> _Source document_
= = = =

I was always in trouble. I never knew why. I got to be 16 before someone told me to cook something and then kicked me out of the kitchen because I couldn't. I have this amazing IQ that people beat me up with because I didn't do things the way that number said I should. The voices haunt me when I am quiet, therefore I must never have quiet. I must never turn off the music I listen to, never be away from the noises of the family I raised, because if I ever once STOP MOVING/STOP HEARING I will then begin to listen, and have to deal with, all that "you cannot/are not good enough/pretty enough/sexy enough/passionate enough" GARBAGE I've been fed all my life. One husband told me "if anyone really knew you, they would hate you" and I believed him for awhile. Even though that ate me alive. This husband? Oh, GOD the emotional damage is beyond comprehension or explanation.

You have a vast audience and we hear you. We FEEL you. We KNOW you. We ARE you. And we are here for you. We KNOW (when we aren't listening to our own inner demons) that you are fabulous and competent and good (what does that word even MEAN????). That you are loveable and loved. And that you are incredibly articulate and talented.

= = = =

> _Supplied material_
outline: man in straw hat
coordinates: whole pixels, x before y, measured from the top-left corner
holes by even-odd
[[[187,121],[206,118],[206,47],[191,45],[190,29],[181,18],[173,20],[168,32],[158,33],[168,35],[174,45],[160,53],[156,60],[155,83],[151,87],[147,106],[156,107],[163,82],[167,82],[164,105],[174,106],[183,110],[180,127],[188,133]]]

= = = =

> _Problems to work on_
**a)** Summarize the post above in two sentences.
**b)** Return, word for word, the part of the post above that opens with the words containing "I was always" and closes with "comprehension or explanation.".

> _Solutions per task_
**a)** The writer recalls always being in trouble without knowing why, being beaten up with an amazing IQ, and needing constant noise so as not to hear a lifetime of "not good enough" messages, including a husband's claim that anyone who really knew the writer would hate them. The closing paragraph assures the person addressed that a vast audience hears, feels and knows them and that they are fabulous, competent, good, loveable, loved, articulate and talented.

**b)**
I was always in trouble. I never knew why. I got to be 16 before someone told me to cook something and then kicked me out of the kitchen because I couldn't. I have this amazing IQ that people beat me up with because I didn't do things the way that number said I should. The voices haunt me when I am quiet, therefore I must never have quiet. I must never turn off the music I listen to, never be away from the noises of the family I raised, because if I ever once STOP MOVING/STOP HEARING I will then begin to listen, and have to deal with, all that "you cannot/are not good enough/pretty enough/sexy enough/passionate enough" GARBAGE I've been fed all my life. One husband told me "if anyone really knew you, they would hate you" and I believed him for awhile. Even though that ate me alive. This husband? Oh, GOD the emotional damage is beyond comprehension or explanation.